▶ Instructions:
1 - In the article on leprosy, which village in Latur district did Niharika live in with her husband?
2 - Reproduce the passage of the leprosy article from "The worst part" up to and including "associated with it.", without changing a word.

▶ Source text:
....................
Niharika was living happily with her husband Prashant Palande in Hosur village of Latur district in Maharashtra. All went well for six years. Then she was diagnosed with leprosy. As soon as the disease was confirmed, Prashant didn’t want to stay with her and sent Niharika back to her brother’s house. His family was also not keen to keep her in their Kalachowki home. Niharika was first admitted to a temporary destitute home in Dahisar and from there she was taken to Vehloli village.
She is not the only victim of the stigma attached with the disease and legal loopholes that act as a ground for divorce, separation and annulment of marriage if leprosy hits a person. More than 52 per cent of the world’s leprosy patients, according to Attorney-General KK Venugopal, live in India, with over 1.24 lakh people added to the list every year. While the good news is that the disease is completely curable, the social stigma attached to it continues to make lives miserable for the patients.
The worst part is that colonial laws that predate leprosy eradication programmes and medical advancements still remain on the statute book even after more than seven decades of Independence of the country. These were unconscionably discriminatory from the beginning. The process of removing these legislations has been extremely slow. The Lepers Act of 1898 was repealed only two years ago.
Two recent developments may make things a bit better for the leprosy patients. One was the introduction of a Bill in Parliament to remove the illness as a ground for seeking divorce or legal separation from one’s spouse. Second was a query by the Supreme Court, asking the Centre whether it would bring in a positive law conferring rights and benefits on persons with leprosy and deeming as repealed all Acts and rules that perpetuated the stigma associated with it.
....................
▶ Data shown:
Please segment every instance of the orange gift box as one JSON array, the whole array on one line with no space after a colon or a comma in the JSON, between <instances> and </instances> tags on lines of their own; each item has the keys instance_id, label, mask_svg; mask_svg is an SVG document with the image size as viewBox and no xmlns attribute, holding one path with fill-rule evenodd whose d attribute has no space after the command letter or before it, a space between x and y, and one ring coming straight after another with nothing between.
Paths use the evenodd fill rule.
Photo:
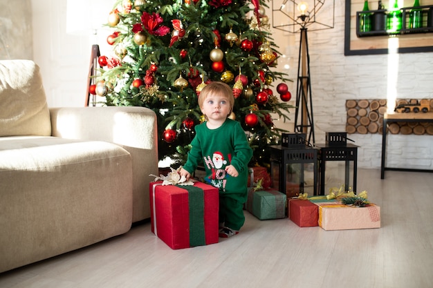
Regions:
....................
▶ Answers by item number:
1 - Hosur

2 -
The worst part is that colonial laws that predate leprosy eradication programmes and medical advancements still remain on the statute book even after more than seven decades of Independence of the country. These were unconscionably discriminatory from the beginning. The process of removing these legislations has been extremely slow. The Lepers Act of 1898 was repealed only two years ago.
Two recent developments may make things a bit better for the leprosy patients. One was the introduction of a Bill in Parliament to remove the illness as a ground for seeking divorce or legal separation from one’s spouse. Second was a query by the Supreme Court, asking the Centre whether it would bring in a positive law conferring rights and benefits on persons with leprosy and deeming as repealed all Acts and rules that perpetuated the stigma associated with it.